* [Task]:
Whenever a line contains the string "leaf", copy it out of the entries.

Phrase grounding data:
===============
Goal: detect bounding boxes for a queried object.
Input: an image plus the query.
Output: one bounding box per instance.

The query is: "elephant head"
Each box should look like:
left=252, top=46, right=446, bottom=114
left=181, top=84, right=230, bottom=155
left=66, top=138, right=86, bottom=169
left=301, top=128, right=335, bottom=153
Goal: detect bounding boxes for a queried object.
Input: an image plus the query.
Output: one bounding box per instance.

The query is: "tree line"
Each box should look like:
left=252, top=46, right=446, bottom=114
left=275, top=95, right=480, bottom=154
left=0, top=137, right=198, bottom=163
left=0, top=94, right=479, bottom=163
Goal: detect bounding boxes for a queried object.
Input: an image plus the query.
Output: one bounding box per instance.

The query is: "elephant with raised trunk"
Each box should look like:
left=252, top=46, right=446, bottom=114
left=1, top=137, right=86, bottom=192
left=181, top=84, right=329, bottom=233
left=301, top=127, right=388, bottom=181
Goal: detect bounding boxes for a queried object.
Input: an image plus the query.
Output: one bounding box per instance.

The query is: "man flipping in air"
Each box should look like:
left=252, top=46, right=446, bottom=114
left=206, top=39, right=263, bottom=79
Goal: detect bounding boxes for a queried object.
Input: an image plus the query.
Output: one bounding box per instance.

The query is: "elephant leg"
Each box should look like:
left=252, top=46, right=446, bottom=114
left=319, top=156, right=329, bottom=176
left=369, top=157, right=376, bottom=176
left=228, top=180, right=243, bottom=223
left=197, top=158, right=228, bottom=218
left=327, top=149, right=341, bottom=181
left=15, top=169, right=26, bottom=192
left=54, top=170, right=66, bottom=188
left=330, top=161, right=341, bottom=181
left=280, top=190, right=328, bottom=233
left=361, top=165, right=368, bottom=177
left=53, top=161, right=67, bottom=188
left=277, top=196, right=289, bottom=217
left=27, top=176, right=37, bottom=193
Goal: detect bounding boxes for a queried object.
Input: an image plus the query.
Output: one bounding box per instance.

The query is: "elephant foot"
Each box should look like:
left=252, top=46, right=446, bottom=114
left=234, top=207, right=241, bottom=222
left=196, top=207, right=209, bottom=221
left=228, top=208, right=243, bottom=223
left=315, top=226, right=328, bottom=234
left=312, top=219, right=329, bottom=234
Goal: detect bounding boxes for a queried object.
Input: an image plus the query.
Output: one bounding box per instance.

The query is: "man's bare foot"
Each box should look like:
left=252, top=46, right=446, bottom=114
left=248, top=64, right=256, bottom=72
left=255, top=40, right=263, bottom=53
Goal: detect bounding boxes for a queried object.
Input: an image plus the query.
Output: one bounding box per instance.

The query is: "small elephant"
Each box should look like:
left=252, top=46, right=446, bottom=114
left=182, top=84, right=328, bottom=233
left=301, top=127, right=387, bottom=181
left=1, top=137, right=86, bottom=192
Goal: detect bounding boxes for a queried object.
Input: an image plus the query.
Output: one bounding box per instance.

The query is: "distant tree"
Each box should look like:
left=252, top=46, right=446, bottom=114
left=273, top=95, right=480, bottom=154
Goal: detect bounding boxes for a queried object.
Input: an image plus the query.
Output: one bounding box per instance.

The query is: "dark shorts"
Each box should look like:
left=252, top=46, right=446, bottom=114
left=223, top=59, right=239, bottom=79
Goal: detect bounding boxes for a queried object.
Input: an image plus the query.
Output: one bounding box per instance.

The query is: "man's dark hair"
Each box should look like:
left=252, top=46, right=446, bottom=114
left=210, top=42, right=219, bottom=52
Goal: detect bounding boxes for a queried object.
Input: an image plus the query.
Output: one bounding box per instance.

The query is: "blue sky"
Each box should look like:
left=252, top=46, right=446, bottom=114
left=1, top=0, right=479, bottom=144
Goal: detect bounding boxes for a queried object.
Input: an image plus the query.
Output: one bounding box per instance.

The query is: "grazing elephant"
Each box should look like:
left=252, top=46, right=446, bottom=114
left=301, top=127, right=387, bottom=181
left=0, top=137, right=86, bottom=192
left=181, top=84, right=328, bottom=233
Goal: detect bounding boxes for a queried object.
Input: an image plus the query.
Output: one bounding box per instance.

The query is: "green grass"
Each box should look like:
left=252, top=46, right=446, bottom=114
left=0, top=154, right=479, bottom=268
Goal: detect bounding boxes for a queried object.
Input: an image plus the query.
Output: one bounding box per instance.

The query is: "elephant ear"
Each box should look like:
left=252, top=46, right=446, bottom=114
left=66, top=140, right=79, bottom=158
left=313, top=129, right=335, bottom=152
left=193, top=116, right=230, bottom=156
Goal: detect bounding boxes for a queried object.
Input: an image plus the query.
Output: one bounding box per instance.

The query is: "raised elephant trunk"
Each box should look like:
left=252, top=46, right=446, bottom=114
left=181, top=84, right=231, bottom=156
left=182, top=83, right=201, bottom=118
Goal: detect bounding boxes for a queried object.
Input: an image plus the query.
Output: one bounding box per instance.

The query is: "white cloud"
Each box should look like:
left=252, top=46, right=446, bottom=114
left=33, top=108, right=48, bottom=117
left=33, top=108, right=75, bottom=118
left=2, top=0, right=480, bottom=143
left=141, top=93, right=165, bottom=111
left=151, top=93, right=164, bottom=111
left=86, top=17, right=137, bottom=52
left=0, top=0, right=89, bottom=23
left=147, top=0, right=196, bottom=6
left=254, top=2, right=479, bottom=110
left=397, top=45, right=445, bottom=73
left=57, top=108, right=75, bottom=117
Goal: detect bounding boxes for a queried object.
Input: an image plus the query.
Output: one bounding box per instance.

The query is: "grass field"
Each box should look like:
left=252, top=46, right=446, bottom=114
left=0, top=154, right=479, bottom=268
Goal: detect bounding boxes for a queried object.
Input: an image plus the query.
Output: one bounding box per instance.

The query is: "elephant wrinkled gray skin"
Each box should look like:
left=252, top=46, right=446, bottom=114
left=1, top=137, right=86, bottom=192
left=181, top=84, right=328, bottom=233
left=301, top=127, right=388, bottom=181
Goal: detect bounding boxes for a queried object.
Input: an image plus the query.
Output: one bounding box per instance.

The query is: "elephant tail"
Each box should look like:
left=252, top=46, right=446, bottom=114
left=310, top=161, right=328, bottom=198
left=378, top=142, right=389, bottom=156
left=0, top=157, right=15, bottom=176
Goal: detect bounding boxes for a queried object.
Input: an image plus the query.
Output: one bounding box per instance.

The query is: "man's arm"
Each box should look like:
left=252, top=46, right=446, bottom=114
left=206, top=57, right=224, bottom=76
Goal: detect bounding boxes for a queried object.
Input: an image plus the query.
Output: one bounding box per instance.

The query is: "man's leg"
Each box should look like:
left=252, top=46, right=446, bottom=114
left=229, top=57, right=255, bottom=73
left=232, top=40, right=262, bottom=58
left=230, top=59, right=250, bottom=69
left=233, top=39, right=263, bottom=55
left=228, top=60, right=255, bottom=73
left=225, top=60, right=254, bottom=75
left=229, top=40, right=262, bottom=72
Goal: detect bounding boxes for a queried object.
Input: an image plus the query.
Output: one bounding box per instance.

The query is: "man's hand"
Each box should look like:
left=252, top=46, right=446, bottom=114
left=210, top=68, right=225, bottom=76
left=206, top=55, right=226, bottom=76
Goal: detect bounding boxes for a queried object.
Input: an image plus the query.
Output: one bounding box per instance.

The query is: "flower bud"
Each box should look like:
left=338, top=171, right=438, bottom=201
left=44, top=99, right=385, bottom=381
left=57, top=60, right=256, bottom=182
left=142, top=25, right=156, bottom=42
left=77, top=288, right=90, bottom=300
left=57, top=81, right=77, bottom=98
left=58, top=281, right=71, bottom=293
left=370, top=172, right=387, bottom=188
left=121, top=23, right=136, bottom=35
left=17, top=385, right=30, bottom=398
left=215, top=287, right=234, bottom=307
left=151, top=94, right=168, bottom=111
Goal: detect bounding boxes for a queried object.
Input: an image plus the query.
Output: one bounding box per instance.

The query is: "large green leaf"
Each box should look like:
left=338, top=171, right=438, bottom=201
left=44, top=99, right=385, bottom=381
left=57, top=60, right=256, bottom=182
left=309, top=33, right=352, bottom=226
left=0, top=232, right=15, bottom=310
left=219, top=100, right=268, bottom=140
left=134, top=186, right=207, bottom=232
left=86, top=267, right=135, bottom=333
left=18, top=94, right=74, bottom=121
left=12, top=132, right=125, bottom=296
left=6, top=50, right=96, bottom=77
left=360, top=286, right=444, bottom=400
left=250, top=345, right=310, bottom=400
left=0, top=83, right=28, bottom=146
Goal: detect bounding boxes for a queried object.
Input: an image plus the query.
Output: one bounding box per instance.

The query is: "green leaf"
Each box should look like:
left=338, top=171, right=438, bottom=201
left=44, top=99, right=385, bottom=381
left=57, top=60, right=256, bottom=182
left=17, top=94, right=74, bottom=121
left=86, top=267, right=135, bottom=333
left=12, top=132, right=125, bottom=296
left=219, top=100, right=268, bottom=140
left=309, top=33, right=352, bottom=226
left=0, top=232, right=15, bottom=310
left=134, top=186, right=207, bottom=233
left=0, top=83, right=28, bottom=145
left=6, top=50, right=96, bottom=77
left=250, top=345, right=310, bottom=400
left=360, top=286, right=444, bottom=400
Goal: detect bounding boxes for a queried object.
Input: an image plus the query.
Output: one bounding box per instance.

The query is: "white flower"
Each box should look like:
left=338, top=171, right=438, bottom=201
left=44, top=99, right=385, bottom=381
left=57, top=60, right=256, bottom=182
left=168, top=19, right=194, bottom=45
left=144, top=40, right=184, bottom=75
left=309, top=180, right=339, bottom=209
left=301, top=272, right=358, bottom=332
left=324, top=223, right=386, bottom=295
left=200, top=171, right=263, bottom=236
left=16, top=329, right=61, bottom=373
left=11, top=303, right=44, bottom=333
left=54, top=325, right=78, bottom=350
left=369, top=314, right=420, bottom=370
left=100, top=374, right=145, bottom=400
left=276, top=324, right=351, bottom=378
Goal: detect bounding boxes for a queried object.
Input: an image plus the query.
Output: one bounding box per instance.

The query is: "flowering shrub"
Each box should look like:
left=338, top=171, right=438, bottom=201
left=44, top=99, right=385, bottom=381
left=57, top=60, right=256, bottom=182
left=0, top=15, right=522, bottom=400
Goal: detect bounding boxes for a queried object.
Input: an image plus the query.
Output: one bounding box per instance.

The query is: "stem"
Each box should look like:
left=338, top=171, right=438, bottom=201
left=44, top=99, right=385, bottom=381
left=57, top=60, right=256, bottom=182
===============
* [Worked solution]:
The query is: "large green leaf"
The query is: "green leaf"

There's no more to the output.